◆ Work instructions: Print every one of the lines below word for word, omitting the pictures.

Stored items:
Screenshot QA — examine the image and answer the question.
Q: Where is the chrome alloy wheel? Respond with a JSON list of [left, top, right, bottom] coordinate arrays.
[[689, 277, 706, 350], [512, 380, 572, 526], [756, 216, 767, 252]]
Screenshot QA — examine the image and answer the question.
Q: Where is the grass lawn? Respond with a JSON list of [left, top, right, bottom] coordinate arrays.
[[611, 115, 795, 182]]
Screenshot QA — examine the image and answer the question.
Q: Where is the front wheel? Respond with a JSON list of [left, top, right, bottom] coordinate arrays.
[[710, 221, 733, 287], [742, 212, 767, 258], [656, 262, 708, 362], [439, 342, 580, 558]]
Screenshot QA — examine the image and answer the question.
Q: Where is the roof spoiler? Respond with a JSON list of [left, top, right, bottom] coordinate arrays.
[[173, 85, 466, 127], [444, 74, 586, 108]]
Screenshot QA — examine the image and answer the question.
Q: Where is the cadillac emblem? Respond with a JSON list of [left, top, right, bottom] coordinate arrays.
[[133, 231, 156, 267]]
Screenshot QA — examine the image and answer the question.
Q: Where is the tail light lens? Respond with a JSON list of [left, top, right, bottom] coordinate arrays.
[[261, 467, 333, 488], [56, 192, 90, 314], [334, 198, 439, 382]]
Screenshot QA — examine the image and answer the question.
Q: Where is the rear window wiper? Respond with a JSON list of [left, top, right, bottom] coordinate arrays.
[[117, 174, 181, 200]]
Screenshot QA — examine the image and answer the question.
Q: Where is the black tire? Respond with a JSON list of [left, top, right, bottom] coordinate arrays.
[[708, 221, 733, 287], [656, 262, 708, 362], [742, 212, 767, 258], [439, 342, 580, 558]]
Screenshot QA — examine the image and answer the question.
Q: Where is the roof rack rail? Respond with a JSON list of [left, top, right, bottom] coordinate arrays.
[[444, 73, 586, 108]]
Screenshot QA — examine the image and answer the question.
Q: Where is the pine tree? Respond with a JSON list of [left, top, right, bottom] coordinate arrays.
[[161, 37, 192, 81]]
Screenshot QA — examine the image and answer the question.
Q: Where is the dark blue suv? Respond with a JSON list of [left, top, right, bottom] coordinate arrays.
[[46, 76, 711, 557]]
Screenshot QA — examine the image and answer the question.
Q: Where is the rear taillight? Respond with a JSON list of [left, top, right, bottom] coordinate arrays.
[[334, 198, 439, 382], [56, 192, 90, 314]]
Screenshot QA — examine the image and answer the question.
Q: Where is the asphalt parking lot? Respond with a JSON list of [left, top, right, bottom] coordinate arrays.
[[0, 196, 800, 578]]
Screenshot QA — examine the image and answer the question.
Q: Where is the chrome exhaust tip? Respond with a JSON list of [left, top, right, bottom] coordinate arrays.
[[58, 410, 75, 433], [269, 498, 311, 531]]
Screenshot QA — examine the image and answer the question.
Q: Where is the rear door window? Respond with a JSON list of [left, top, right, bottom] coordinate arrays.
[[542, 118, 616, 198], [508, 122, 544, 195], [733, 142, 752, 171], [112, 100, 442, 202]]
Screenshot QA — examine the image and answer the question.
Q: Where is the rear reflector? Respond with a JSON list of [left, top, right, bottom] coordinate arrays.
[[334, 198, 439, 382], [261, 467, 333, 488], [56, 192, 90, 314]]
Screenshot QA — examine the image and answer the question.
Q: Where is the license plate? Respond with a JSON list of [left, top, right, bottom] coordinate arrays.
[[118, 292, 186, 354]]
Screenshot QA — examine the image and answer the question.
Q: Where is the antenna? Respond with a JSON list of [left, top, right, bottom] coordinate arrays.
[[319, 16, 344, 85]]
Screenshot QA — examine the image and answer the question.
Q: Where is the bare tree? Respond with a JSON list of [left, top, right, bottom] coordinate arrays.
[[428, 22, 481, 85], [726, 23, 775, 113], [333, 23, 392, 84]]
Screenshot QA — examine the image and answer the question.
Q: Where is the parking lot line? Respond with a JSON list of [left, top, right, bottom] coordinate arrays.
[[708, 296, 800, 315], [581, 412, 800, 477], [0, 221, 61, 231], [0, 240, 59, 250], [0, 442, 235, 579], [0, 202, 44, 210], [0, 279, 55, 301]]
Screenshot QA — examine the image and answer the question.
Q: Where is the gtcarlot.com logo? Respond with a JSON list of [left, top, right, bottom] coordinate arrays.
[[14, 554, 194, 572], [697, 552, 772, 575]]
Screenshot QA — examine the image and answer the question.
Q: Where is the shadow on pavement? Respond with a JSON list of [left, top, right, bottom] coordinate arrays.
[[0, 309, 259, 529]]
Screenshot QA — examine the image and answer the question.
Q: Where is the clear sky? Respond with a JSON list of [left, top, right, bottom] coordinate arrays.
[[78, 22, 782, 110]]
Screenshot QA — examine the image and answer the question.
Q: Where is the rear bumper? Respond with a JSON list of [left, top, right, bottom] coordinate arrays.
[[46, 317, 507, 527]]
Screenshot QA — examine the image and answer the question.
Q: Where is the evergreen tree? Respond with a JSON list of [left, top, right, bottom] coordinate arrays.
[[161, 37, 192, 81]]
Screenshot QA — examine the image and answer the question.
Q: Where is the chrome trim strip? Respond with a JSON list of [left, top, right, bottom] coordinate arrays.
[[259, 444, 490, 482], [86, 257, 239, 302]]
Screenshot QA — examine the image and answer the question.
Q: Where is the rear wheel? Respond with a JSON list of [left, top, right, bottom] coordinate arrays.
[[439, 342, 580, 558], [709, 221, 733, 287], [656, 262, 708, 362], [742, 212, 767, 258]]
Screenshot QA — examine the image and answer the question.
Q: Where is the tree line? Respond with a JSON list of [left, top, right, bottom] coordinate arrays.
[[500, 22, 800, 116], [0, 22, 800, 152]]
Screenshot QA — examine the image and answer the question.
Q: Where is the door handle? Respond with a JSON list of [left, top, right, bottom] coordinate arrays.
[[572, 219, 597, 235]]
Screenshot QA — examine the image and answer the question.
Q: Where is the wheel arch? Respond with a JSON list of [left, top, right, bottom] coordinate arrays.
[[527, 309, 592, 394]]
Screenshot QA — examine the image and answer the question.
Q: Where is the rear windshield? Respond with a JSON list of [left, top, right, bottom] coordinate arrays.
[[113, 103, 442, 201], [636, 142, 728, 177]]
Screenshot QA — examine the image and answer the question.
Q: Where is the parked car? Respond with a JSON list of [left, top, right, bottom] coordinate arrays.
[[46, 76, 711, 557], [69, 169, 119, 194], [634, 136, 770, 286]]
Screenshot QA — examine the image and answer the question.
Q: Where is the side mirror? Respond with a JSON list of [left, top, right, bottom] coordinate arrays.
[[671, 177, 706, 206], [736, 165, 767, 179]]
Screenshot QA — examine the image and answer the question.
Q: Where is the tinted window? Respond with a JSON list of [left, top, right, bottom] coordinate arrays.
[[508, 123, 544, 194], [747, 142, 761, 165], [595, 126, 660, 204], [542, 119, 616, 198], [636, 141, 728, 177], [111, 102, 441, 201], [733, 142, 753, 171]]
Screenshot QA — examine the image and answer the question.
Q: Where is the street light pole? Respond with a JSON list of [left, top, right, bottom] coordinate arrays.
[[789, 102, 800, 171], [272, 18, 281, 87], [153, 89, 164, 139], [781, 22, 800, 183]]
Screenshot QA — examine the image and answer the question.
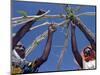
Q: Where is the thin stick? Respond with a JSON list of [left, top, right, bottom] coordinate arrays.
[[26, 21, 66, 57]]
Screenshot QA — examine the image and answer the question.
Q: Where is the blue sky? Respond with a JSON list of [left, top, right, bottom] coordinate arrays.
[[12, 1, 96, 72]]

◆ Result:
Screenshot QA — examine the image and answer the question.
Q: Where is the chrome alloy wheel? Respond with a JSON list of [left, top, right, bottom] coordinate arrays.
[[689, 277, 706, 350], [512, 380, 572, 526], [756, 216, 767, 252]]
Screenshot QA — examine the image and answer the question.
Q: Where is the grass lawn? Respond with a JSON list of [left, top, right, bottom] coordinate arrays.
[[611, 115, 795, 182]]
Screenshot QA — examine the image and answer the question.
Q: Where is the front wheel? Respond with a JSON list of [left, top, right, bottom] coordinate arrays.
[[710, 221, 733, 287], [742, 212, 767, 258], [656, 262, 708, 362], [439, 342, 580, 558]]
Screenshot QA — examine the image and answer the question.
Q: Where is the roof spoiler? Respond with a JSON list of [left, top, right, bottom] coordinate arrays.
[[173, 85, 466, 127], [444, 74, 586, 108]]
Screenshot QA — examine the image and answer the question.
Q: Where is the cadillac emblem? Respond with a JSON list of [left, top, right, bottom] coordinate arrays.
[[133, 231, 156, 267]]
Screenshot QA — examine the image and answer the question.
Q: Where is the tail light lens? Respond with a JSON list of [left, top, right, bottom] coordinate arrays.
[[261, 467, 333, 488], [56, 192, 90, 314], [334, 198, 439, 382]]
Screenshot QA — examine the image and answer the question.
Q: Where is the rear window wiper? Respond with a JSON list of [left, top, right, bottom] coordinate arrays.
[[117, 174, 181, 200]]
Screenshot QA — examine the image and answer the question.
Q: Where is the black tire? Respond with a JSON list of [left, top, right, bottom] coordinate arrays.
[[708, 221, 733, 287], [656, 262, 708, 362], [742, 212, 767, 258], [439, 342, 580, 558]]
Screenshot QA — examine the image and answer the question.
Q: Where is the roof rack rail? Respond with a JSON list of [left, top, right, bottom] coordinate arrays.
[[444, 73, 586, 108]]
Screenshot QA — examine the image and answer the question.
Q: Where is the pine tree? Respond with a JSON list of [left, top, right, bottom] coordinate arrays.
[[161, 37, 192, 81]]
Screenshot QA — examine the image and answer the question.
Q: Where is the dark blue suv? Respond with a JSON list of [left, top, right, bottom] coordinate arrays.
[[46, 76, 711, 557]]
Screenshot QA — examine the image and answer the question.
Q: Where is the rear taillight? Respond with a JSON list of [left, top, right, bottom] coordinate arrays.
[[334, 198, 439, 382], [56, 192, 90, 314]]
Screenshot QA — examine the image and answer the question.
Q: Where is the asphalt parking lot? Respond with a JSON list of [left, top, right, bottom] coordinate arrays.
[[0, 196, 800, 578]]
Screenshot QA — examine the image and answer the question.
Q: Where is the chrome exhaust tip? Respond with a JSON list of [left, top, right, bottom] coordinate arrays.
[[58, 410, 75, 433], [269, 498, 311, 531]]
Screenshot QA — examine the image and answer the question.
Q: Where is the rear door window? Respond with a JSON list of [left, top, right, bottom] coordinate arrays.
[[542, 118, 616, 198], [508, 122, 544, 195], [733, 142, 752, 171], [112, 100, 442, 202]]
Screenshot QA — examine the image and answer the question.
Q: Where is the rear reflector? Respond with a JSON list of [left, top, right, bottom] coordinate arrays.
[[334, 198, 439, 382], [261, 467, 333, 488], [56, 192, 90, 314]]
Screenshot QA — examine the image and answer the question.
Q: Where is the license plate? Respond with a JSON list of [left, top, right, bottom] coordinate arrays.
[[118, 292, 186, 354]]
Screenshot QA — examine the image and answer the question.
Q: Where is the antenna? Respond with a JSON list of [left, top, right, bottom] coordinate arrays.
[[319, 16, 344, 85]]
Screenshot QA — examine the image and answer the question.
Q: Where is the bare tree? Respond with a JSON list of [left, top, right, bottom] coordinate arrays.
[[428, 22, 481, 85], [726, 23, 775, 113], [333, 23, 392, 84]]
Screenshot QA — examine the image and answer the question.
Q: Where is the parking lot line? Respond with a JSON list of [left, top, right, bottom] coordinate arrays.
[[708, 296, 800, 315], [581, 412, 800, 477], [0, 221, 61, 231], [0, 240, 59, 250], [0, 442, 235, 579], [0, 202, 44, 210], [0, 279, 55, 301]]
Screenshot QA — examine the image and answer the question.
Q: Where is the gtcarlot.com logo? Respond with a JSON list of [left, top, right, bottom] coordinate arrays.
[[14, 554, 194, 572], [697, 552, 772, 575]]
Screenshot QA — examine the image and answer the question.
Q: Where is the shadow on pavement? Respond with a JSON list of [left, top, right, bottom] coordinate arrays.
[[0, 309, 259, 529]]
Screenshot QA — examine the image and answer the question.
Q: Where is the clear sky? Respond with a JSON list of [left, top, right, bottom] coordinate arrays.
[[78, 22, 782, 110]]
Screenshot QA — examine the image and answer the question.
Q: Where is the rear bumper? Respond with a JSON list of [left, top, right, bottom] coordinate arrays.
[[46, 317, 507, 527]]
Screenshot QA — examine the image and answer the question.
Q: Where is the evergreen tree? Respond with a JSON list of [left, top, right, bottom] coordinate arrays.
[[161, 37, 192, 81]]
Screenshot QA — examine the image and answer the question.
Q: Where is the chrome trim strip? Respond with a JSON list of [left, top, right, bottom] coordinate arrays.
[[259, 444, 490, 482], [86, 257, 239, 302]]
Screenshot QA — examine the image and answer the question.
Q: Where is the rear wheel? Respond with a JSON list of [left, top, right, bottom] coordinate arrays.
[[439, 342, 580, 558], [709, 221, 733, 287], [656, 262, 708, 362], [742, 212, 767, 258]]
Screenshot QA — examine the image and answer the question.
Q: Where is the tree line? Respond with a JSON list of [left, top, right, bottom] coordinate arrays.
[[500, 22, 800, 116], [0, 22, 800, 152]]
Screenshot QA — examine the image and answer the question.
Q: Where is the door handle? Respond with a JSON list of [left, top, right, bottom] coordinate arrays.
[[572, 219, 597, 235]]
Screenshot QA — examine the image and answer the question.
Q: Where is the wheel arch? Respond with a JSON list of [left, top, right, bottom] coordinate arrays.
[[527, 309, 592, 394]]
Screenshot QA — examine the image and answer the question.
Q: Where is the rear windshield? Respond with a JSON list of [left, top, right, bottom] coordinate arrays.
[[113, 103, 442, 201], [636, 142, 728, 177]]
Screenshot QA — examine the image and answer the question.
Q: Where is the parked car? Respond with a JSON list of [left, top, right, bottom] coordinate arrays.
[[46, 76, 711, 557], [69, 169, 119, 194], [634, 136, 770, 286]]
Screenshot QA — examine the image and answer the question.
Q: Where is the side mirror? Respond with a JSON list of [left, top, right, bottom] coordinate arrays.
[[671, 177, 706, 206], [736, 165, 767, 179]]
Screenshot QA — examine the image and answer the question.
Q: Where is the tinted window? Respond with a JSON list of [left, top, right, bottom] coordinate arrays.
[[508, 123, 544, 194], [747, 142, 761, 165], [595, 126, 660, 204], [542, 119, 616, 198], [636, 141, 728, 177], [111, 102, 441, 201], [733, 142, 753, 171]]
Screenshot QA — examine the image and answer the question.
Q: Where is the street light pole? Respond with a JSON list of [left, top, right, bottom] coordinate arrays.
[[789, 102, 800, 171], [272, 18, 281, 87], [153, 89, 164, 139], [781, 22, 800, 183]]
Screenshot QA — examine the image and answer the question.
Q: Where is the thin stick? Respond with a JSON list of [left, top, right, bottom] coordinate arrays.
[[26, 21, 66, 57]]
Screenshot QA — examine the image and answer the question.
Q: Where is the blue sky? Respond with a JSON list of [left, top, right, bottom] coordinate arrays.
[[12, 1, 96, 72]]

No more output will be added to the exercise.